## Short task
How many lines in the data below contain the string "find"? Case counts, and the reply should be the number alone.

## Data for this task
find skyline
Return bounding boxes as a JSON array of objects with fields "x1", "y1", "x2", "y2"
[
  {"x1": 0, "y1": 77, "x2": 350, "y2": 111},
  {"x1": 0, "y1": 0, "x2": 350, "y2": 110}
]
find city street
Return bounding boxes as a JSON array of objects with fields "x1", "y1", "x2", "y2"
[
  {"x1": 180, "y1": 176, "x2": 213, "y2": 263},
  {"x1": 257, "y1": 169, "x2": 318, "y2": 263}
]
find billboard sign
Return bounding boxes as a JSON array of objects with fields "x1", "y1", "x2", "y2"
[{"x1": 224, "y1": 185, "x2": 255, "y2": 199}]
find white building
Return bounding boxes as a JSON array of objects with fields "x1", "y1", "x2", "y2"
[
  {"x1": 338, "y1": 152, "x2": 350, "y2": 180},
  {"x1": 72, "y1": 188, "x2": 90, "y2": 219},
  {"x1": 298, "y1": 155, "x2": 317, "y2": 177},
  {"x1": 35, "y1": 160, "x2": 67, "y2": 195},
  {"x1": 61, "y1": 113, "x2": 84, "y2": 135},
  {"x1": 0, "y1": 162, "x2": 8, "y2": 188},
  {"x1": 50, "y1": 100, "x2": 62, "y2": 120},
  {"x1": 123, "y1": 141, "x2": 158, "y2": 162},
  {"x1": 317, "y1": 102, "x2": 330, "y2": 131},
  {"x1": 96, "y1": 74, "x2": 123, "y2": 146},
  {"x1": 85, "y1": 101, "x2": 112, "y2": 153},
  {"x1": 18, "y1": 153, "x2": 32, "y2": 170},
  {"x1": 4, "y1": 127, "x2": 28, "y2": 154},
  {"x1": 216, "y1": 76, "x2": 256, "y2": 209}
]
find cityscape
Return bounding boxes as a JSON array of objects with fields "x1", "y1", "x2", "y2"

## Solution to the problem
5